Data entries =

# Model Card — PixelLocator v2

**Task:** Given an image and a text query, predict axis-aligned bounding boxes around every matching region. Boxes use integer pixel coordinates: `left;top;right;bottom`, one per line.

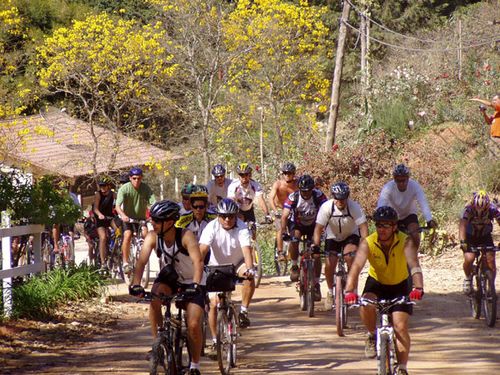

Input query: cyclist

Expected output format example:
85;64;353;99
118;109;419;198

227;163;271;222
313;181;368;309
377;164;437;251
115;167;156;274
207;164;232;207
179;184;194;215
175;185;216;240
345;206;424;375
269;163;298;257
94;177;116;273
458;190;500;294
281;174;327;301
129;200;205;374
200;198;255;356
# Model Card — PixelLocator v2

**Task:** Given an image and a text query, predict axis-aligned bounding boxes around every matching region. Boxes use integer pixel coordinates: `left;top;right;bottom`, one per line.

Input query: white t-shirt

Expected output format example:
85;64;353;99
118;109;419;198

316;199;366;241
207;177;233;206
227;180;264;211
200;219;251;266
377;179;432;221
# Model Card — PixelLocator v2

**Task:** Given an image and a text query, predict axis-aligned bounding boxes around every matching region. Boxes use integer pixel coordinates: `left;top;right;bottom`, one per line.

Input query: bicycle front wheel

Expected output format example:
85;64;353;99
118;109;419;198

216;310;231;375
481;270;497;327
149;337;177;375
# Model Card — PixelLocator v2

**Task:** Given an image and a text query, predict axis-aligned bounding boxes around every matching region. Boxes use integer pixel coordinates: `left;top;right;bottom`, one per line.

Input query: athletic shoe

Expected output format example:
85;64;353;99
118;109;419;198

290;264;299;282
365;334;377;358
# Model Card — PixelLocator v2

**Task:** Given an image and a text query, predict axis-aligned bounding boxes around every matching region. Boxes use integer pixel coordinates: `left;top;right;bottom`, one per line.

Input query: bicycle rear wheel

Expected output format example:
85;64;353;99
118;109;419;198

335;276;347;336
307;260;314;318
216;310;231;375
469;273;481;319
149;337;177;375
481;270;497;327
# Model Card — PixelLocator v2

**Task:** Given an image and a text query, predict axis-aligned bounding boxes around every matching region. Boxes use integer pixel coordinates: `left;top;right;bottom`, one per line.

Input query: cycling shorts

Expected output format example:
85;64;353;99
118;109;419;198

325;234;360;255
398;214;419;233
363;276;413;315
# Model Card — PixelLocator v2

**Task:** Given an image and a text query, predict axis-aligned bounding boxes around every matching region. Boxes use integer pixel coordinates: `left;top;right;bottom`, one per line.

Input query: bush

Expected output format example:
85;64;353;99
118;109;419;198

1;265;105;319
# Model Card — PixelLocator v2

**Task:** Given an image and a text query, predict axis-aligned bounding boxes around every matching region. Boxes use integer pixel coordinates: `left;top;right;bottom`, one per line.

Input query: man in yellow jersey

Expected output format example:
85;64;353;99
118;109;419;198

345;206;424;375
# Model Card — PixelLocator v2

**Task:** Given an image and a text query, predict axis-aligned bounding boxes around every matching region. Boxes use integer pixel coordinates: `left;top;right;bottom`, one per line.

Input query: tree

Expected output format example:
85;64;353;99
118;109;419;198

37;14;177;178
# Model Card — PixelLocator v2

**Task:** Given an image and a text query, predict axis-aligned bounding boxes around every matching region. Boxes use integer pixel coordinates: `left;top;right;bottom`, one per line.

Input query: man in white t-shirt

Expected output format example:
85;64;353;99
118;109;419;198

200;198;255;358
227;163;272;222
377;164;437;249
313;181;368;309
207;164;232;207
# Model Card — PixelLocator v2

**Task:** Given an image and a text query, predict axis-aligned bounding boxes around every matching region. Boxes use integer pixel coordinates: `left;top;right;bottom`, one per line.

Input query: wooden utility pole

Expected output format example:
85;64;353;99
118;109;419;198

325;1;351;152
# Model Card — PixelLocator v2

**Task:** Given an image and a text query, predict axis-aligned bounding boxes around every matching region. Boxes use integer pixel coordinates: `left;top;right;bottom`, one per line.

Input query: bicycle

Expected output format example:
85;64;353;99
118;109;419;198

467;246;499;327
358;296;415;375
291;236;315;318
207;264;246;375
333;246;356;336
143;292;191;375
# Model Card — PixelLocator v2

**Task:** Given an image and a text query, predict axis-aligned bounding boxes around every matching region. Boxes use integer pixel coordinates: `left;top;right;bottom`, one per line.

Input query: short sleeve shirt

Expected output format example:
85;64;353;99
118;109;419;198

116;182;156;220
200;219;251;266
316;199;366;241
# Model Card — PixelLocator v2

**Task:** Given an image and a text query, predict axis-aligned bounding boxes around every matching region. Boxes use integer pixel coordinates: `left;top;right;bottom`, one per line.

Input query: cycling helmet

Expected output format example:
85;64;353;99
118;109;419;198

149;200;180;221
212;164;226;177
392;164;410;177
281;163;297;173
236;163;252;174
217;198;240;215
373;206;398;221
181;184;194;196
299;174;314;191
128;167;142;176
330;181;351;200
189;185;208;201
472;190;490;211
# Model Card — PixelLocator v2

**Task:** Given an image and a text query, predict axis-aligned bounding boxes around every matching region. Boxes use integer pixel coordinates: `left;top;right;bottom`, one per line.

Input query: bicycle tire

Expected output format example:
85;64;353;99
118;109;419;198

481;269;497;327
335;276;347;337
469;273;481;319
307;260;314;318
253;241;262;288
216;310;231;375
377;334;392;375
149;337;177;375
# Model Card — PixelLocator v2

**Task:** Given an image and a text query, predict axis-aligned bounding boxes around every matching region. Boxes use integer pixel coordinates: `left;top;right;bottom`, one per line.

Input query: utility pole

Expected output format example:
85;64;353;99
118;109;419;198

325;1;351;152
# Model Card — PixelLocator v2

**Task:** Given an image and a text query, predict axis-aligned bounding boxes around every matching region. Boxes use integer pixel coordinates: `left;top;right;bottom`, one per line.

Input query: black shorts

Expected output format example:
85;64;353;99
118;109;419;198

240;207;255;223
290;221;316;240
398;214;419;233
363;276;413;315
325;234;360;255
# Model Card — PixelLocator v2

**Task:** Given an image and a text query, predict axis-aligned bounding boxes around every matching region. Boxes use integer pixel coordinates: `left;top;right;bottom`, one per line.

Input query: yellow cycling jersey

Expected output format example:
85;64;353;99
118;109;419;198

366;231;409;285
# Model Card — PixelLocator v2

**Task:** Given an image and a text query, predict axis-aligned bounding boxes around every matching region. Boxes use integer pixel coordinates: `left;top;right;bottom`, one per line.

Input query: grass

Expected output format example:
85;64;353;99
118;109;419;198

1;265;105;320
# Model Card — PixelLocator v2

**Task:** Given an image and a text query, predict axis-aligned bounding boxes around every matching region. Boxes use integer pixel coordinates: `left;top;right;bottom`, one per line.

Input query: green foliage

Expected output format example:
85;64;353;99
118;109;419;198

0;265;105;320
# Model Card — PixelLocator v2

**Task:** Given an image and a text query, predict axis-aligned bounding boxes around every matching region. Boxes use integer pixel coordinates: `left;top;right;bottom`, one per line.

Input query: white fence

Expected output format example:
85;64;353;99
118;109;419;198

0;225;45;316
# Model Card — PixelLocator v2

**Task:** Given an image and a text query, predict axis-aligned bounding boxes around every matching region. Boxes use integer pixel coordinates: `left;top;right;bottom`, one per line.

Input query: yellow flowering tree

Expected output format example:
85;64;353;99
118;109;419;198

224;0;332;163
37;13;177;176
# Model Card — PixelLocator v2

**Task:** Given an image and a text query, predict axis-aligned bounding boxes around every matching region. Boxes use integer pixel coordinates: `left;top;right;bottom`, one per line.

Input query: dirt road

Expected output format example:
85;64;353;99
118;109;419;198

0;254;500;375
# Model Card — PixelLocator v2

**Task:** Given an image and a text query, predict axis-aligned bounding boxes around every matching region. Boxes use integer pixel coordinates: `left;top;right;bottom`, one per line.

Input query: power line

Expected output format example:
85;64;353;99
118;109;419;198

345;21;500;52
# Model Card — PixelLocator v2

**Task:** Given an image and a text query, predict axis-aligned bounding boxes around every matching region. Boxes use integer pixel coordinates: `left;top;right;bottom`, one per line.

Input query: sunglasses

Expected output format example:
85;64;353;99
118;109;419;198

375;223;394;229
219;214;236;220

Task requirements = Retype the data line for line, starting with its first line and stopping after the line that contains "179;184;194;215". Leave the picture out.

Answer to the exercise =
# Model Card — PixelLocator v2

**Task:** Given an image and a text query, predict axis-aligned bounding boxes around every matching region. Boxes use integer pixel coordinates: `left;top;right;bottom`, one per line.


Input query: cyclist

Expected output format example:
85;64;353;99
118;109;419;198

227;163;271;222
313;181;368;309
377;164;437;251
115;167;156;274
207;164;232;207
179;184;194;215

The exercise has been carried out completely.